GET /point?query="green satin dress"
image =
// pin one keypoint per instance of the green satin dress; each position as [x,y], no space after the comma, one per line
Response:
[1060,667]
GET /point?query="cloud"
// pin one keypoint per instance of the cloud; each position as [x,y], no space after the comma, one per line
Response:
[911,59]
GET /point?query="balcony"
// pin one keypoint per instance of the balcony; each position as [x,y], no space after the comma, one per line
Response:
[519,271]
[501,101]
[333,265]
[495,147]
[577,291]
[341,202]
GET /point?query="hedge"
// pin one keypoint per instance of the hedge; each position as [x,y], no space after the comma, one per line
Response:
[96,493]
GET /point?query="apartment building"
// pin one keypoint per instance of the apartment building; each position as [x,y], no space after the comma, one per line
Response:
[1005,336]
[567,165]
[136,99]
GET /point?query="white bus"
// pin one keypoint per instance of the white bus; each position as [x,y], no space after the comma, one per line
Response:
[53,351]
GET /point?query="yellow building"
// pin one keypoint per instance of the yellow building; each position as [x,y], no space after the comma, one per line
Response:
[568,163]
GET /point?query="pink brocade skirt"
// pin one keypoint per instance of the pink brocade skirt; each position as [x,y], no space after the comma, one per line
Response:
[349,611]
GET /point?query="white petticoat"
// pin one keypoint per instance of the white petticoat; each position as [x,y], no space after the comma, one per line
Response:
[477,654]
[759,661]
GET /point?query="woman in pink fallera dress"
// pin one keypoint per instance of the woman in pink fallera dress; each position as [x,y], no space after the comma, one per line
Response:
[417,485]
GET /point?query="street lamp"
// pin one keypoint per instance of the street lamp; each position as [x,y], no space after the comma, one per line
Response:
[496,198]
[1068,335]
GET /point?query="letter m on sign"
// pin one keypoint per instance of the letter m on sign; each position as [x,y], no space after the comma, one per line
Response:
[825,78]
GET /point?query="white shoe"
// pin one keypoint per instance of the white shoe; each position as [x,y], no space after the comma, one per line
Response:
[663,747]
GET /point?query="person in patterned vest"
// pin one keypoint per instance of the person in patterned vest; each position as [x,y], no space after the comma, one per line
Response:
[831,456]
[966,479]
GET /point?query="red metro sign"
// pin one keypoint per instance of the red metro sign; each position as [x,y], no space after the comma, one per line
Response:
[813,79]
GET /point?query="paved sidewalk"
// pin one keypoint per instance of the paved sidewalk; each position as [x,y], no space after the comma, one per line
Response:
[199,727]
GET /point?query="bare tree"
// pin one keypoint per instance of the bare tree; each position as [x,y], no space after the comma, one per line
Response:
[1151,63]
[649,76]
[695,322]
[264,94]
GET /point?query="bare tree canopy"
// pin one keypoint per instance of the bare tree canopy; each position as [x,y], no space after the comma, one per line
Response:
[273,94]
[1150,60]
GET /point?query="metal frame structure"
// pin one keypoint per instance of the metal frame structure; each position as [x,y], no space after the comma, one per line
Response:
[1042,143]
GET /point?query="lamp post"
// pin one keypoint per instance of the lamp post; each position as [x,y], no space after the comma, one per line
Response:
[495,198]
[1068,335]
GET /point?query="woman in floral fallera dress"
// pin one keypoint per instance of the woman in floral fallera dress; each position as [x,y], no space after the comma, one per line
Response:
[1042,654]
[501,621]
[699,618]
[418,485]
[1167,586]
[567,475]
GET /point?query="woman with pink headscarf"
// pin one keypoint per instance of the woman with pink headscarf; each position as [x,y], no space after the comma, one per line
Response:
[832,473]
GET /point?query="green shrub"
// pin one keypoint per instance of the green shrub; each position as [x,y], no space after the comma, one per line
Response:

######

REQUIREMENT ▸ Show the data once more, exactly as it was written.

WRITTEN SOLUTION ▸
GET /point?query="green satin dress"
image =
// pin one keypoint per instance of the green satin dress; each position as [x,y], no space after the comma, one per line
Response:
[1060,667]
GET /point?query="cloud"
// pin one keypoint per instance of the cloud; each position as [x,y], no space after the comma, one per line
Response:
[911,59]
GET /point?query="balcony"
// pin one keypoint per instance of the balcony; each position as [x,y], no space after the comma, one per line
Response:
[519,271]
[501,101]
[333,265]
[495,147]
[577,291]
[341,202]
GET /point?query="hedge"
// pin one keypoint per instance of the hedge; each position as [x,y], no space after the comma, one per line
Response:
[96,493]
GET /point?query="apartment building"
// pin one keypoint per instance of the apartment building; each position as [x,y], no space after the comma, one per line
Response:
[1005,336]
[567,165]
[136,99]
GET /point?query="white bus"
// pin one keypoint per instance of the white bus; each position as [x,y], no space after the comma, one per line
Response:
[53,351]
GET /point?query="yellow building"
// pin one keypoint per instance of the yellow building; each position as [x,y], no space after the comma, one per line
Response:
[568,163]
GET /point?query="pink brocade skirt"
// pin one keypoint per instance of the pink brocade skirt; each position as [x,y], no space after the comma, one per line
Response:
[349,611]
GET /point?query="white petticoat"
// pin one keypoint per instance of the white petticoat; each position as [x,y], no space after the comma, one per line
Response:
[477,654]
[759,661]
GET /point?query="woman in pink fallera dress"
// pin one keypoint per instance of the woman in pink fallera dress; each position as [x,y], no space after the comma, one per line
Response:
[417,485]
GET /point?query="street lamp"
// pin one keypoint per instance of the street lamp; each position as [x,y], no space after the comma, one per line
Response:
[496,198]
[1068,335]
GET /point?query="letter m on sign"
// pin one keypoint per instance of the letter m on sign; each position as [x,y], no space after the comma, one per line
Response:
[825,78]
GET /point?query="white shoe"
// pin one keypoint per instance of the white shoe; each position as [x,y], no space after the comma, one per line
Response:
[663,747]
GET /point?query="person in patterned vest"
// pin one keypoint per instance of the person in patterned vest; each position as [x,y], no space after the comma, one per line
Response:
[831,456]
[966,479]
GET /point?query="red metro sign"
// pin one keypoint per instance of the red metro sign; each position as [x,y], no space after the comma, one per line
Response:
[813,79]
GET /point?query="paved sidewalk"
// pin one keypoint per instance of the paved sidewalk; each position as [x,y], no space after the comma, one per line
Response:
[199,727]
GET /point?query="bare tree"
// pin one keypoint per instance of the bare tree; each position as [x,y], no space after the comma, one per line
Response:
[1151,63]
[649,76]
[695,322]
[264,94]
GET /point?query="bare tree canopy"
// pin one keypoint per instance of the bare tree canopy; each position as [x,y], no space after the comma, one per line
Response:
[273,94]
[1150,60]
GET /point?query="metal frame structure"
// pin one keypoint per instance of the metal frame structure; each position as [x,y], no space after the comma, one per line
Response:
[1042,143]
GET /point?query="lamp post"
// pin one keypoint per instance of the lamp post; each position as [x,y], no space after the comma, one per line
Response:
[495,198]
[1068,335]
GET /point?query="woman in floral fallera dress"
// pin one keypoint per instance of the woman in floral fallera dress; each position as [x,y], no space after the comma, one per line
Response:
[1042,654]
[501,621]
[699,618]
[418,485]
[1167,586]
[567,475]
GET /point?query="woman with pink headscarf"
// pin one keypoint per instance of the woman with pink headscarf; each position as [x,y], no space after the comma, one per line
Response:
[832,473]
GET /point?query="green shrub"
// pin one keypoint per instance of the green shrub; each position as [x,y], no space after the comma, one per line
Response:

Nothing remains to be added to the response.